## PROBLEM
Reproduce every record exactly.

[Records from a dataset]

§ §

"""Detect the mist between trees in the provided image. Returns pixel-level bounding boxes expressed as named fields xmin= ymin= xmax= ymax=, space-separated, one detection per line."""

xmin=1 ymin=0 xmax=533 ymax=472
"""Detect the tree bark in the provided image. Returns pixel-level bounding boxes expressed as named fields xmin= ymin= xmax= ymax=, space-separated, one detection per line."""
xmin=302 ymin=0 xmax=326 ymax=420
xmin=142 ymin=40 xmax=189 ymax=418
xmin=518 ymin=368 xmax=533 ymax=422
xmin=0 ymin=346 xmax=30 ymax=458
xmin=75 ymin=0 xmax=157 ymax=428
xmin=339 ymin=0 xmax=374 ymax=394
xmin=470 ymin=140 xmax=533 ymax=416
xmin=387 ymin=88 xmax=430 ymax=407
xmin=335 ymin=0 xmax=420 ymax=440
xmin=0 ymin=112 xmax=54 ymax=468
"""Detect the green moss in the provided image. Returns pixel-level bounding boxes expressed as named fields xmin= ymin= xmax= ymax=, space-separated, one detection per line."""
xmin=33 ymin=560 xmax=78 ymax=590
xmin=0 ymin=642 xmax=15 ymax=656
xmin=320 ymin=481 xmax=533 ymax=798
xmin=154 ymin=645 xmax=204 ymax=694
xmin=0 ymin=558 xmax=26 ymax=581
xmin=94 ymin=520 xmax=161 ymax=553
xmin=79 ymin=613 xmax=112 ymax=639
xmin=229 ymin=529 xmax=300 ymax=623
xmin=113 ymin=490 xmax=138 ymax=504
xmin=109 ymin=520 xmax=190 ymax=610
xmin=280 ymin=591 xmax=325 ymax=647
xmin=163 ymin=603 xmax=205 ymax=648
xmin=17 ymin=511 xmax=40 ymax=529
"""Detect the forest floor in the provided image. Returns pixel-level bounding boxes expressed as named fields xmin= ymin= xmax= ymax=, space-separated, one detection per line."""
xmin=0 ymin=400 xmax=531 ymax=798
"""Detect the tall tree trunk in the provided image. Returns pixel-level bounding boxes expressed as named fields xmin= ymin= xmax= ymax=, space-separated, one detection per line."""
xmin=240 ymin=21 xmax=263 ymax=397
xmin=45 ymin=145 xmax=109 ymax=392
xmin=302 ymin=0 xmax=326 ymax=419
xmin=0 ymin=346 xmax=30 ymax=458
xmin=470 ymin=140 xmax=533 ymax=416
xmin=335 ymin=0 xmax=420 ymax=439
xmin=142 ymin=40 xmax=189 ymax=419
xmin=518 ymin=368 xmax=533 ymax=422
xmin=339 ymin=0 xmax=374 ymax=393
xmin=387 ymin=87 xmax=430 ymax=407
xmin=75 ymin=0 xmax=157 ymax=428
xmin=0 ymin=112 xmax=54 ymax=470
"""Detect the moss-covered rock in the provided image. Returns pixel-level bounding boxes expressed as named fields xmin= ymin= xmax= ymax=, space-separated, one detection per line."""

§ §

## RESULT FOR THIS EXERCISE
"""Detect the mist between trees in the provided image. Returns pixel-level bounding boxes expressed as named fields xmin= ymin= xmax= ymax=, space-separated, one detection per line."""

xmin=1 ymin=0 xmax=533 ymax=472
"""Detect the tree bark in the provided image. Returns pixel-level bounding boxes expressed as named fields xmin= ymin= xmax= ymax=, space-separated, one detection per line."""
xmin=302 ymin=0 xmax=326 ymax=420
xmin=142 ymin=40 xmax=189 ymax=418
xmin=518 ymin=368 xmax=533 ymax=422
xmin=0 ymin=346 xmax=30 ymax=458
xmin=75 ymin=0 xmax=157 ymax=428
xmin=339 ymin=0 xmax=374 ymax=394
xmin=470 ymin=140 xmax=533 ymax=416
xmin=387 ymin=88 xmax=430 ymax=407
xmin=335 ymin=0 xmax=420 ymax=440
xmin=0 ymin=112 xmax=54 ymax=468
"""Detect the green moss in the provided image. Returns pixel-level bounding boxes expressed as named fields xmin= ymin= xmax= ymax=, space-separated, one detection per line."""
xmin=33 ymin=560 xmax=78 ymax=590
xmin=0 ymin=642 xmax=15 ymax=656
xmin=320 ymin=481 xmax=533 ymax=798
xmin=154 ymin=645 xmax=204 ymax=694
xmin=0 ymin=558 xmax=26 ymax=581
xmin=94 ymin=520 xmax=161 ymax=553
xmin=79 ymin=613 xmax=112 ymax=639
xmin=229 ymin=529 xmax=300 ymax=623
xmin=113 ymin=490 xmax=138 ymax=504
xmin=109 ymin=520 xmax=190 ymax=610
xmin=280 ymin=591 xmax=325 ymax=647
xmin=163 ymin=603 xmax=205 ymax=648
xmin=17 ymin=511 xmax=40 ymax=529
"""Detect the forest floor in the provided image. Returns pixel-level bounding boxes expressed as named fields xmin= ymin= xmax= ymax=, space-separated, one detection per line."""
xmin=0 ymin=400 xmax=531 ymax=798
"""Detect the tall tree trunk in the provided image. Returns pixel-level bounding boxes expressed as named fields xmin= ymin= xmax= ymax=, space-separated, one detection per line."""
xmin=240 ymin=21 xmax=263 ymax=397
xmin=45 ymin=145 xmax=109 ymax=392
xmin=302 ymin=0 xmax=326 ymax=419
xmin=0 ymin=346 xmax=30 ymax=458
xmin=470 ymin=140 xmax=533 ymax=416
xmin=335 ymin=0 xmax=420 ymax=439
xmin=142 ymin=40 xmax=189 ymax=419
xmin=518 ymin=368 xmax=533 ymax=422
xmin=339 ymin=0 xmax=374 ymax=393
xmin=387 ymin=87 xmax=430 ymax=407
xmin=75 ymin=0 xmax=157 ymax=428
xmin=0 ymin=112 xmax=54 ymax=470
"""Detect the moss-covered rock in the provided image. Returns pixel-level bounding boxes expressed as named fields xmin= ymin= xmax= ymax=, space-separated, one detection per line."""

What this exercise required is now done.